Excerpted passage.
§

Leaf

Yesterday afternoon Bernie Hackett and I shipped a release candidate for PyMongo 2.7, with substantial contributions from Amalia Hawkins and Kyle Erf. This version supports new features in the upcoming MongoDB 2.6, and includes major internal improvements in the driver code. We rarely make RCs before releases, but given the scope of changes it seems wise.

Install the RC like:

pip install \
  https://github.com/mongodb/mongo-python-driver/archive/2.7rc0.tar.gz

Please tell us if you find bugs.

MongoDB 2.6 support

For the first time in years, the MongoDB wire protocol is changing. Bernie Hackett updated PyMongo to support the new protocol, while maintaining backwards compatibility with old servers. He also added support for MongoDB's new parallelCollectionScan command, which scans a whole collection with multiple cursors in parallel.

Amalia Hawkins wrote a feature for setting a server-side timeout for long-running operations with the max_time_ms method:

try:
    for doc in collection.find().max_time_ms(1000):
        pass
except ExecutionTimeout:
    print "Aborted after one second."

She also added support for the new aggregation operator, $out, which creates a collection directly from an aggregation pipeline. While she was at it, she made PyMongo log a warning whenever your read preference is "secondary" but a command has to run on the primary:

>>> client = MongoReplicaSetClient(
...     'localhost',
...     replicaSet='repl0',
...     read_preference=ReadPreference.SECONDARY)
>>> client.db.command({'reIndex': 'collection'})
UserWarning: reindex does not support SECONDARY read preference
and will be routed to the primary instead.
{'ok': 1}

Bulk write API

Bernie added a bulk write API. It's now possible to specify a series of inserts, updates, upserts, replaces, and removes, then execute them all at once:

bulk = db.collection.initialize_ordered_bulk_op()
bulk.insert({'_id': 1})
bulk.insert({'_id': 2})
bulk.find({'_id': 1}).update({'$set': {'foo': 'bar'}})
bulk.find({'_id': 3}).remove()
result = bulk.execute()

PyMongo collects the operations into a minimal set of messages to the server. Compared to the old style, bulk operations have lower network costs. You can use PyMongo's bulk API with any version of MongoDB, but you only get the network advantage when talking to MongoDB 2.6.

Improved C code

After great effort, I understand why our C extensions didn't like running in mod_wsgi. I wrote an explanation that's more detailed than you want to read. But even better, Bernie fixed our C code so mod_wsgi no longer slows it down or makes it log weird warnings. Finally, I put clear configuration instructions in the PyMongo docs.

Bernie fixed all remaining platform-specific C code. Now you can run PyMongo with its C extensions on ARM, for example if you talk to MongoDB from a Raspberry Pi.

Thundering herd

I overhauled MongoClient so its concurrency control is closer to what I did for MongoReplicaSetClient in the last release. With the new MongoClient, a heavily multithreaded Python application will be much more robust in the face of network hiccups or downed MongoDB servers. You can read details in the bug report.

GridFS cursor

We had several feature requests for querying GridFS with PyMongo, so Kyle Erf implemented a GridFS cursor:

>>> fs = gridfs.GridFS(client.db)
>>> # Find large files:
...
>>> fs.find({'length': {'$gt': 1024}}).count()
42
>>> # Find files whose names start with "Kyle":
...
>>> pattern = bson.Regex('kyle.*', 'i')
>>> cursor = fs.find({'filename': pattern})
>>> for grid_out_file in cursor:
...     print grid_out_file.filename
...
Kyle
Kyle1
Kyle Erf

You can browse all 53 new features and fixes in our tracker.

Enjoy!

§

Task material.
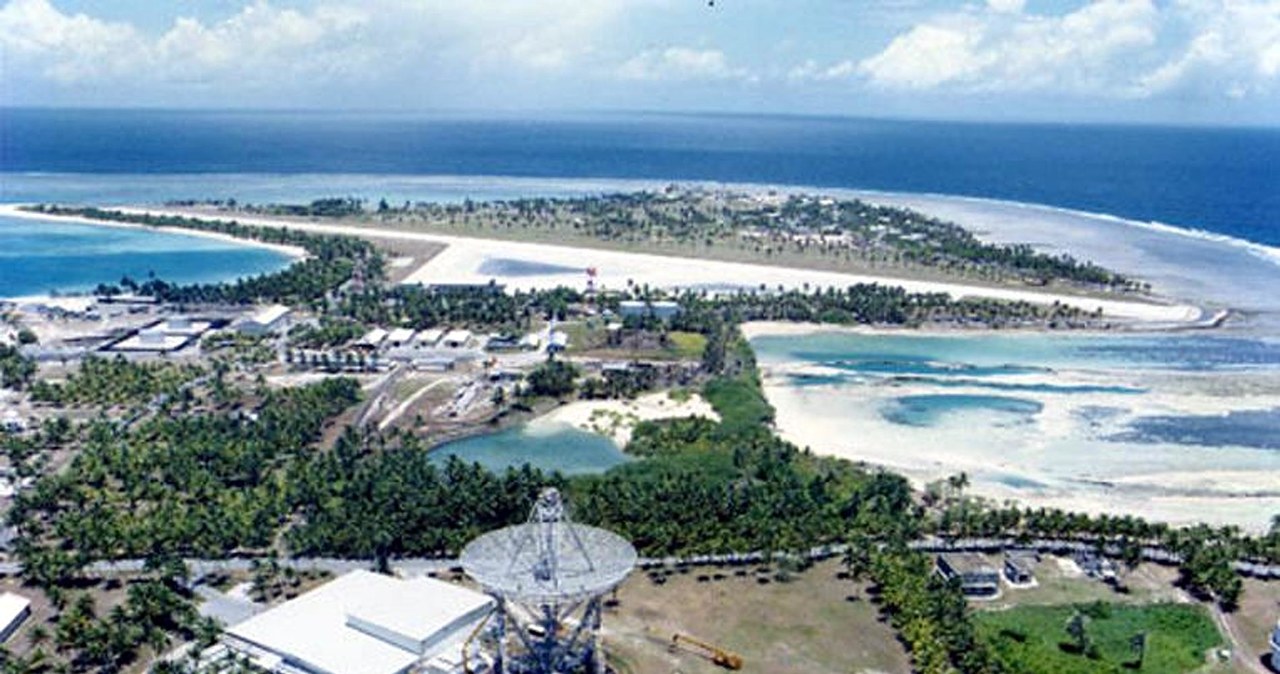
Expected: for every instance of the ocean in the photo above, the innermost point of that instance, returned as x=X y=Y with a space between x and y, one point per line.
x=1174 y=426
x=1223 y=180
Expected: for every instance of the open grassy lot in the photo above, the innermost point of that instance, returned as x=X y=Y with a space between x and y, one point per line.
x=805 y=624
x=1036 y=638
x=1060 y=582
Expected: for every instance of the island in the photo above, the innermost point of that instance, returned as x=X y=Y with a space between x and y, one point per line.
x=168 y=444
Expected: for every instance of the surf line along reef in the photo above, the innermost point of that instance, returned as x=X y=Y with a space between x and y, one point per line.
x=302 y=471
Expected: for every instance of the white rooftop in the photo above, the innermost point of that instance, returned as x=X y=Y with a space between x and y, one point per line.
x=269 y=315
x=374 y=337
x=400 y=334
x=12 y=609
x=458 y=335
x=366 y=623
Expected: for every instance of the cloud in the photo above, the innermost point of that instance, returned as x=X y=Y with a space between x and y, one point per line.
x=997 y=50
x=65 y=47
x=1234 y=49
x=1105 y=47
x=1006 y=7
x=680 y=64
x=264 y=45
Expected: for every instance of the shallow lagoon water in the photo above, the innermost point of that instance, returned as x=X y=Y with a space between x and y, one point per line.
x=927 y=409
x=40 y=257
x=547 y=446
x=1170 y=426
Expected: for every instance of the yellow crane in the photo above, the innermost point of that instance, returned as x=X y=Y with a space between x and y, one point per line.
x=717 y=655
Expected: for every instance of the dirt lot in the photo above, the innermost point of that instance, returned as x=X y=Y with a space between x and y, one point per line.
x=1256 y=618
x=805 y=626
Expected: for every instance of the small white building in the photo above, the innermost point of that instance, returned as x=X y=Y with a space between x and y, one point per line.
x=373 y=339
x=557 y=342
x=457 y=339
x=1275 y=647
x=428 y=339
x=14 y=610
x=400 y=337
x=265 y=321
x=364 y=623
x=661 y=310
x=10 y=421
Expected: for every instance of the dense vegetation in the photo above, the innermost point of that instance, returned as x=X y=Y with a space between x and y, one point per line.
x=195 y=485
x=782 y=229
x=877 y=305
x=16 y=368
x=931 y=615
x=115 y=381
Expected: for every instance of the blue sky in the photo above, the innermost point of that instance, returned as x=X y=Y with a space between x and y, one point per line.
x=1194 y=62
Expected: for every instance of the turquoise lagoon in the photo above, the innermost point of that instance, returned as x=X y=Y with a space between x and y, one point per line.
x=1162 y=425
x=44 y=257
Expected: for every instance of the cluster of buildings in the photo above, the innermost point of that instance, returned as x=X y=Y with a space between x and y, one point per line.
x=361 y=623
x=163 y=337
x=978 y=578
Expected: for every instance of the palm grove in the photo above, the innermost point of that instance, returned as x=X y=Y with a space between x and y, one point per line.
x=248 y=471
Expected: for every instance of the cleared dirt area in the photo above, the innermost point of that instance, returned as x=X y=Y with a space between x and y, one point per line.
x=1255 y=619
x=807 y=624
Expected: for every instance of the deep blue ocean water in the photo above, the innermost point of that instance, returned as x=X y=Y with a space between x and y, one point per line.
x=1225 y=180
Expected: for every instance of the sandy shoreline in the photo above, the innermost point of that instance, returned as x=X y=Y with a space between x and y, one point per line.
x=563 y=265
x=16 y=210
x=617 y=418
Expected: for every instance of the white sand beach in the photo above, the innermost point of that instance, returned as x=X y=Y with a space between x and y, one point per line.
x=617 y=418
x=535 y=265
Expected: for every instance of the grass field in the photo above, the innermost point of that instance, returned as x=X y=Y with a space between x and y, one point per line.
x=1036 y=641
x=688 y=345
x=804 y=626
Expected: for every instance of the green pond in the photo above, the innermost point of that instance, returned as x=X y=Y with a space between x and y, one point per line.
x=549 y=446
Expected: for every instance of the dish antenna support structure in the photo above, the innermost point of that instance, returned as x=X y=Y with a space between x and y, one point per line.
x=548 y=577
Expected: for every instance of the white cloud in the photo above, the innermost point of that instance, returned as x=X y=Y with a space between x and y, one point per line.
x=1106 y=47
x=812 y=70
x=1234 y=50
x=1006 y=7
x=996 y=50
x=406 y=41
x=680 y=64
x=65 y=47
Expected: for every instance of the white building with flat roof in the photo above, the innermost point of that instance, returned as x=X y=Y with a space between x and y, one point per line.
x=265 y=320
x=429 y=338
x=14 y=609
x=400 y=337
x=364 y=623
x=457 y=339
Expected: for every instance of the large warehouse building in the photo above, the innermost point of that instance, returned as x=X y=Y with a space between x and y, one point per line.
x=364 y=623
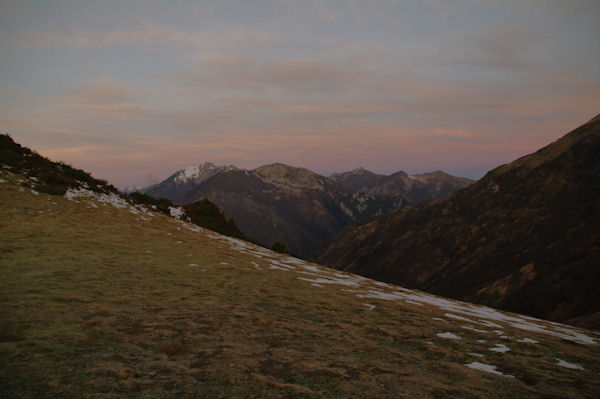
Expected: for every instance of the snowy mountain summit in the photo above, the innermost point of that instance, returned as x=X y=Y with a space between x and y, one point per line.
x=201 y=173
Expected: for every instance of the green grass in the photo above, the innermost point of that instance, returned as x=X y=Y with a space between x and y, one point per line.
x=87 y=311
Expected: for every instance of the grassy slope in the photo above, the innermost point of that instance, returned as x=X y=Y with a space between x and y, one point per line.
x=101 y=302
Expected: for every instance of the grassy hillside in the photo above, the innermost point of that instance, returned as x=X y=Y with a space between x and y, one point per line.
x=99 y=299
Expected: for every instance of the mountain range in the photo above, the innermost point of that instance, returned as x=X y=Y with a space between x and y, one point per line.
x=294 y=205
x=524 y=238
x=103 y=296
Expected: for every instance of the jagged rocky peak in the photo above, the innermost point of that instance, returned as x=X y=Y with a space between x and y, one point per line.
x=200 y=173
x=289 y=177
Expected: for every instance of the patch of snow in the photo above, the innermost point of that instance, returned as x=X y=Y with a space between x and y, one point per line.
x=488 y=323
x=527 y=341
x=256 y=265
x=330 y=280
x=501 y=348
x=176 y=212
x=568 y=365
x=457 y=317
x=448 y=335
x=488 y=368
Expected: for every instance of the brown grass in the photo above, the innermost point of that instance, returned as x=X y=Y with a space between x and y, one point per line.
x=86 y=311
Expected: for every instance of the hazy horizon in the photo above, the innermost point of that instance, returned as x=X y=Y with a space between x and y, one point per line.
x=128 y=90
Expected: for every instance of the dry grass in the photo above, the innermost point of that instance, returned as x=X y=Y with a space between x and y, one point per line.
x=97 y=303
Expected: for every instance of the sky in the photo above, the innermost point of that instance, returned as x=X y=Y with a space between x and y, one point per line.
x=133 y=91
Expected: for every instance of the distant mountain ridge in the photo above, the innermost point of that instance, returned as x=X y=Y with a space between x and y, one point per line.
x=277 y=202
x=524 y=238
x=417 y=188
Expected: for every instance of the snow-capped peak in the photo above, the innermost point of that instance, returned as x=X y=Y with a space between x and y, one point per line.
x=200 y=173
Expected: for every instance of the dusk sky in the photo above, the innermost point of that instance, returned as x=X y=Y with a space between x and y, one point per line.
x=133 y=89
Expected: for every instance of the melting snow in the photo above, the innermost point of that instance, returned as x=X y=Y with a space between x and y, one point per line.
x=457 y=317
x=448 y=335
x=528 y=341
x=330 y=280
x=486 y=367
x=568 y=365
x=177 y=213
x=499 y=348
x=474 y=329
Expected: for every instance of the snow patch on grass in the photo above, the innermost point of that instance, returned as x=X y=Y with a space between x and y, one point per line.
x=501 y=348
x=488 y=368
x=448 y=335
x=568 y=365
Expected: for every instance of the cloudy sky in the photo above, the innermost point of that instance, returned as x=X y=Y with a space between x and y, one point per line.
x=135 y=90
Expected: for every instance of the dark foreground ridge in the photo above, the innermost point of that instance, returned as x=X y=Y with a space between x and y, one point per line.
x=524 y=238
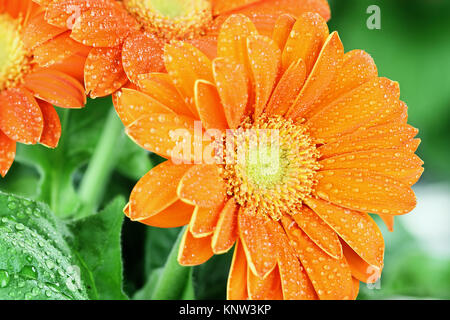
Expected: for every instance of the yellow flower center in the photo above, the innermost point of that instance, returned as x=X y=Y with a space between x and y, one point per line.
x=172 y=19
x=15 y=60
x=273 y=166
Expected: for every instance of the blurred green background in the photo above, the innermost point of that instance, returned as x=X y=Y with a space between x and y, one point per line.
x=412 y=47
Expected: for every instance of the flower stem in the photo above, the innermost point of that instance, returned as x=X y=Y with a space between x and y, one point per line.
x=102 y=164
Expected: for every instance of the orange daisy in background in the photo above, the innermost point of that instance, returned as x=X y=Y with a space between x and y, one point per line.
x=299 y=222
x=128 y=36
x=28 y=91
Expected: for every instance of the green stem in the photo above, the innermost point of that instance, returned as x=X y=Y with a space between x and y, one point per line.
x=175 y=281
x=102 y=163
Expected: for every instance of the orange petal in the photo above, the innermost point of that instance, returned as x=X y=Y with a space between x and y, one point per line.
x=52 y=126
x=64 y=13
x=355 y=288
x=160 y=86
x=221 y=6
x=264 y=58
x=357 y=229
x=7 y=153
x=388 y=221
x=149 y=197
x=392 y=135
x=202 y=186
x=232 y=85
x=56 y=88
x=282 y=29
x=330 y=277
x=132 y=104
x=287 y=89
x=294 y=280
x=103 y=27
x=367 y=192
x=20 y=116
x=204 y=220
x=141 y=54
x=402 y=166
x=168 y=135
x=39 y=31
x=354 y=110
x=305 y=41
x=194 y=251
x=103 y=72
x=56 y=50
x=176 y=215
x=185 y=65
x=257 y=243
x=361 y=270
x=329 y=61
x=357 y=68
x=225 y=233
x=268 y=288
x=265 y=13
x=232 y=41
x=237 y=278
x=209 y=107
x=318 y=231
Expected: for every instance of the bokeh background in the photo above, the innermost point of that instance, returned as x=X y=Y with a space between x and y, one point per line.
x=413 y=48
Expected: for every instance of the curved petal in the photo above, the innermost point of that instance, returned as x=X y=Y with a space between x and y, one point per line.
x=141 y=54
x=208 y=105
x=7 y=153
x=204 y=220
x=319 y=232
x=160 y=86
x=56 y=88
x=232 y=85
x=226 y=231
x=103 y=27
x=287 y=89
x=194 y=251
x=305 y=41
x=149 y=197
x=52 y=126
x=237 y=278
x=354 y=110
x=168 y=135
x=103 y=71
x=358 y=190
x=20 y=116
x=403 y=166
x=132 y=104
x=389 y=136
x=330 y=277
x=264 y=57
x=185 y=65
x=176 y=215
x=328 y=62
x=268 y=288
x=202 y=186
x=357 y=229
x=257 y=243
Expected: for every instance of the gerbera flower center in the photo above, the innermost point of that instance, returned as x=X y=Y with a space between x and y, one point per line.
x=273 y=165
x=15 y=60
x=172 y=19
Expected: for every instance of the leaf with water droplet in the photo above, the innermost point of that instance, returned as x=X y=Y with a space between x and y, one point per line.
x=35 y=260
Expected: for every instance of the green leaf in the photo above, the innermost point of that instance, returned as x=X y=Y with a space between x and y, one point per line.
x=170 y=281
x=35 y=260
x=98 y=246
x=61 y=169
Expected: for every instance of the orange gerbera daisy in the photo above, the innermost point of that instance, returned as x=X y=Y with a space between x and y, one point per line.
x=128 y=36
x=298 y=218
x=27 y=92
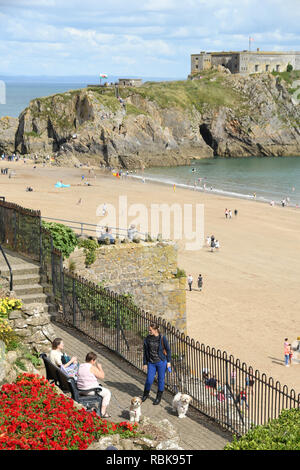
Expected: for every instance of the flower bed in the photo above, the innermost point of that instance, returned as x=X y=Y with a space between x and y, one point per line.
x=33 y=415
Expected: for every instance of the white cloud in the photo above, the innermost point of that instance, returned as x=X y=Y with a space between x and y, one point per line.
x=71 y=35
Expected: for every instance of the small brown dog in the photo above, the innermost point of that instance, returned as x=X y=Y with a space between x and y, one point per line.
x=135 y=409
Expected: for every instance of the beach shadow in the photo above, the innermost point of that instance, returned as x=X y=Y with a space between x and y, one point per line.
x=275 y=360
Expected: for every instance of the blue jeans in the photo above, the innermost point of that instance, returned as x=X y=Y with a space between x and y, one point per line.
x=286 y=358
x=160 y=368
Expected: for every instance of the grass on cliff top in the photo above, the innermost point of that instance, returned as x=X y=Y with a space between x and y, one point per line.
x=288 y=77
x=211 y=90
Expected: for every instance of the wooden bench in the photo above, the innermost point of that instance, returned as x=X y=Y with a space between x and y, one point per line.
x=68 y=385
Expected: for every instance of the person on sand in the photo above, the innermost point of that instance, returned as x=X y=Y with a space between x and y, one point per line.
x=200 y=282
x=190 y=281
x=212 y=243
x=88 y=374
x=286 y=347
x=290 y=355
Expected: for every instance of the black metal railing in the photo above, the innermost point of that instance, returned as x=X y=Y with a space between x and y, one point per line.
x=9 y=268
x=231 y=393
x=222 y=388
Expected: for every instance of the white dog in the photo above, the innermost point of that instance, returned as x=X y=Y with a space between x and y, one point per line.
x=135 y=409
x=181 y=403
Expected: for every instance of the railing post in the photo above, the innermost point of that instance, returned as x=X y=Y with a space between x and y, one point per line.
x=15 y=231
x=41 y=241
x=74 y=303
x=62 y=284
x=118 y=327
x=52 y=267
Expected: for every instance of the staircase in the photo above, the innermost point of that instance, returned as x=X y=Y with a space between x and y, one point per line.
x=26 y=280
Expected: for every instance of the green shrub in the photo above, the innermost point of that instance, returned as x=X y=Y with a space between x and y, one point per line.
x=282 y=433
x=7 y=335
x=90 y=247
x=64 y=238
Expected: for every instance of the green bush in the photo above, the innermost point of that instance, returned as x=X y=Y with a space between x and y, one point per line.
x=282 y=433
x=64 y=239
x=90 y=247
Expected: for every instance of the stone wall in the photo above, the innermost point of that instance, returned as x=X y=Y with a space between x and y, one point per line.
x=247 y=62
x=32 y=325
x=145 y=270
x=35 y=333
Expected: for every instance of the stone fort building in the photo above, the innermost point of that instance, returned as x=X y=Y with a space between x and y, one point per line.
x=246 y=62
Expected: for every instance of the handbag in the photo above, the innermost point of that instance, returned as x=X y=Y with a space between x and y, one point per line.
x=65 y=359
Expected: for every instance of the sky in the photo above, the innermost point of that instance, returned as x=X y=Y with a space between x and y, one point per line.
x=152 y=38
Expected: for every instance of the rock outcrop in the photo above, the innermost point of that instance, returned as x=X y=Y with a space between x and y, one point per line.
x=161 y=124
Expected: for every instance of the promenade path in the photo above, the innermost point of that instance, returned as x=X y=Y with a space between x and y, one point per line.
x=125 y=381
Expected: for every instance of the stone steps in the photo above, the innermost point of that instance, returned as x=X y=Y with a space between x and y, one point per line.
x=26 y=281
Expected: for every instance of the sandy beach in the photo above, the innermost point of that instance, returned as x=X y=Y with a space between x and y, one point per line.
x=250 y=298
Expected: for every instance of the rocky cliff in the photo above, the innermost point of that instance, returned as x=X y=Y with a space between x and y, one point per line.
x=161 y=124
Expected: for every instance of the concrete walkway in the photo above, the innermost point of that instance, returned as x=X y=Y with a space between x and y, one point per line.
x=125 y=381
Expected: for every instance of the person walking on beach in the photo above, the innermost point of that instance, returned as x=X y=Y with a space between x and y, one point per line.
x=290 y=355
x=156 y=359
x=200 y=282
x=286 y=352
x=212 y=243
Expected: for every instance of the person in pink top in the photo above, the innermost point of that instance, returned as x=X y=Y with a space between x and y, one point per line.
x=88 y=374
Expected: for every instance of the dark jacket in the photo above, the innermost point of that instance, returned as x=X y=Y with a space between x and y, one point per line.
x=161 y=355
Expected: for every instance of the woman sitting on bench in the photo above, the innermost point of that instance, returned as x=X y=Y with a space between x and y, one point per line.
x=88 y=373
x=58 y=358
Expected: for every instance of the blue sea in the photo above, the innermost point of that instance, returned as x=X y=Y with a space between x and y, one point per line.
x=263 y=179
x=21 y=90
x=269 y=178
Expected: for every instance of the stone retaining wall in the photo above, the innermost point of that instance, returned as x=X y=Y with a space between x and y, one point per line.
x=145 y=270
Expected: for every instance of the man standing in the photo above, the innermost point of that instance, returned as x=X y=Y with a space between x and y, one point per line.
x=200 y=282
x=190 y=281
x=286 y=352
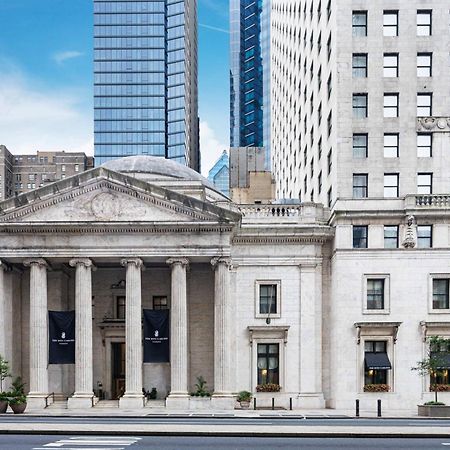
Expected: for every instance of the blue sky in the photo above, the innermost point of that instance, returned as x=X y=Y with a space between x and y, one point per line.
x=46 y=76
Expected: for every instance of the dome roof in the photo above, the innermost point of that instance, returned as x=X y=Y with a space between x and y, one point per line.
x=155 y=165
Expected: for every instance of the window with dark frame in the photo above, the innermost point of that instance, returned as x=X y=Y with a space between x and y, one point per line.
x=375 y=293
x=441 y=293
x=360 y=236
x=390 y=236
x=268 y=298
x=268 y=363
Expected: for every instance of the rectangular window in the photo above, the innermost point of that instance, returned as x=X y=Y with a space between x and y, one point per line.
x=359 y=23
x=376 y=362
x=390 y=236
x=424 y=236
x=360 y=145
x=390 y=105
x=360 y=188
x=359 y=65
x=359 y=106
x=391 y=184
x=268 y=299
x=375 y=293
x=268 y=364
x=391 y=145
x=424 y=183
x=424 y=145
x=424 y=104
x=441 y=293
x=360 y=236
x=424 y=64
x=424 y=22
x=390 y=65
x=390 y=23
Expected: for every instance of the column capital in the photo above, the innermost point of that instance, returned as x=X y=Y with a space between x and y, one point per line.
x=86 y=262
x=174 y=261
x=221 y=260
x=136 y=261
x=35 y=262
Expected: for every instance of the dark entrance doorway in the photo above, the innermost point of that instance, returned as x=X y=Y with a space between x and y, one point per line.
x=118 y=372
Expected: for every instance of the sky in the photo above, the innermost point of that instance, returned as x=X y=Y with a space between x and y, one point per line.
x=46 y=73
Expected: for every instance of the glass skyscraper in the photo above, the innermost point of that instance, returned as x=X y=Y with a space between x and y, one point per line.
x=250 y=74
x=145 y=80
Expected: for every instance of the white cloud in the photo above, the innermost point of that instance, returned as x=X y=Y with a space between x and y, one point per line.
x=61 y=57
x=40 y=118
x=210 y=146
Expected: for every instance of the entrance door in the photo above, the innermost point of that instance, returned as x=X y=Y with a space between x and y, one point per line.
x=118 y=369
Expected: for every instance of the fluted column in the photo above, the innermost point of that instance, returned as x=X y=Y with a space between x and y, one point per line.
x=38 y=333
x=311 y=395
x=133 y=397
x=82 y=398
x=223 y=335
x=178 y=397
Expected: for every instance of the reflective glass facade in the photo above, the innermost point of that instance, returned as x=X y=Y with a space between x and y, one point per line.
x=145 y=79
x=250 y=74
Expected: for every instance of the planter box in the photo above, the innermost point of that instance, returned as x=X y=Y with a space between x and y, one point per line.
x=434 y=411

§

Jobs.
1. Pull from the PyMongo 2.7 release post the stretch from "bulk = db.collection.initialize_ordered_bulk_op()" through "the PyMongo docs.", copying it word for word.
2. Rewrite the records from their start through the line containing "x=366 y=623", keeping every request line and adding 27 to each x and y coordinate in the answers. Leave out the pictures.

Written answers.
1.
bulk = db.collection.initialize_ordered_bulk_op()
bulk.insert({'_id': 1})
bulk.insert({'_id': 2})
bulk.find({'_id': 1}).update({'$set': {'foo': 'bar'}})
bulk.find({'_id': 3}).remove()
result = bulk.execute()

PyMongo collects the operations into a minimal set of messages to the server. Compared to the old style, bulk operations have lower network costs. You can use PyMongo's bulk API with any version of MongoDB, but you only get the network advantage when talking to MongoDB 2.6.

Improved C code

After great effort, I understand why our C extensions didn't like running in mod_wsgi. I wrote an explanation that's more detailed than you want to read. But even better, Bernie fixed our C code so mod_wsgi no longer slows it down or makes it log weird warnings. Finally, I put clear configuration instructions in the PyMongo docs.

2.
Expected: for every instance of the ocean in the photo above, the innermost point of that instance, returned as x=X y=Y with a space between x and y, one point per line.
x=1201 y=453
x=1250 y=207
Expected: for every instance of the open grassy lot in the photo above, the innermost point of that instance, returned as x=X y=Y with a space between x and y, one point per line.
x=832 y=651
x=1063 y=665
x=1087 y=609
Expected: for every instance of the island in the photo above, the innermost point of that instance, returned as x=X y=Y with a space between x and y, one point per line.
x=195 y=471
Expected: for every instance of the surf line along reef in the photo above, the innermost point of that instance, returned as x=X y=Y with a space between x and y, one point per line.
x=329 y=498
Expected: for every instance of the white rooftop in the photo above, the innermost point of that instance, returned as x=X y=Y with a space between x and y, one point per line.
x=296 y=342
x=401 y=364
x=427 y=361
x=39 y=636
x=485 y=362
x=393 y=650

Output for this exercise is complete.